WHAT YOU ARE ASKED TO DO: Rewrite the lines from the one containing "Guideline reminder: every standing" through the end of the lines, replacing "bounding rectangle" with "bounding box" and leaving everything else unchanged.

GIVEN RECORDS:
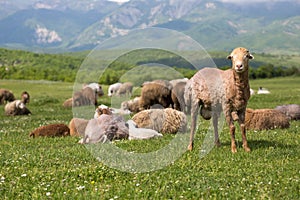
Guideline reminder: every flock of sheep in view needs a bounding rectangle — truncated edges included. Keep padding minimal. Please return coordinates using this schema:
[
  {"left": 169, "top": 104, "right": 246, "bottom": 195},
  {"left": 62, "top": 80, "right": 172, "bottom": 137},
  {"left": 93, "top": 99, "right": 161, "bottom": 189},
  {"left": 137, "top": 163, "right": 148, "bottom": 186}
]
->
[{"left": 0, "top": 47, "right": 300, "bottom": 153}]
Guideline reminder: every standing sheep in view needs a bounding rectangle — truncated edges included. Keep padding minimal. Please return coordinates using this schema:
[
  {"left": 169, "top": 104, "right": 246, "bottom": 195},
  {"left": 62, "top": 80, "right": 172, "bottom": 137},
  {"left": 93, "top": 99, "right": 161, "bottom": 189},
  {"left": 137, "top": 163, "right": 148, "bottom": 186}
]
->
[
  {"left": 275, "top": 104, "right": 300, "bottom": 120},
  {"left": 188, "top": 47, "right": 254, "bottom": 153},
  {"left": 107, "top": 83, "right": 122, "bottom": 97},
  {"left": 4, "top": 91, "right": 31, "bottom": 116},
  {"left": 0, "top": 88, "right": 16, "bottom": 105},
  {"left": 139, "top": 80, "right": 173, "bottom": 110}
]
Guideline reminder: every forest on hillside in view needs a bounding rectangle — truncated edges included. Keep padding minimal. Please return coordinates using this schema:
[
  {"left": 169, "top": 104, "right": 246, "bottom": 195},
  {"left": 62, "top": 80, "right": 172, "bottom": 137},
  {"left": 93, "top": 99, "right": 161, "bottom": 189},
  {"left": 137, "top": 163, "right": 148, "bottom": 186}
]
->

ANSWER FOR THIS EXERCISE:
Guideline reminder: every standing sheep in view needs a bounding box — truncated edges included. Keep padding minimal. Please return coordinates using this schema:
[
  {"left": 169, "top": 104, "right": 246, "bottom": 195},
  {"left": 62, "top": 80, "right": 172, "bottom": 137},
  {"left": 93, "top": 99, "right": 161, "bottom": 189},
  {"left": 137, "top": 163, "right": 148, "bottom": 186}
]
->
[
  {"left": 275, "top": 104, "right": 300, "bottom": 120},
  {"left": 188, "top": 47, "right": 254, "bottom": 153},
  {"left": 107, "top": 83, "right": 122, "bottom": 97},
  {"left": 4, "top": 91, "right": 31, "bottom": 116},
  {"left": 0, "top": 88, "right": 16, "bottom": 105},
  {"left": 139, "top": 80, "right": 173, "bottom": 110}
]
Guideline reminder: every forest on hillside in view needs a bounding box — truncated edges included. Keep padding minimal. Please return coordinates using this schema:
[
  {"left": 169, "top": 104, "right": 246, "bottom": 195},
  {"left": 62, "top": 80, "right": 172, "bottom": 137},
  {"left": 93, "top": 99, "right": 161, "bottom": 189},
  {"left": 137, "top": 163, "right": 148, "bottom": 186}
]
->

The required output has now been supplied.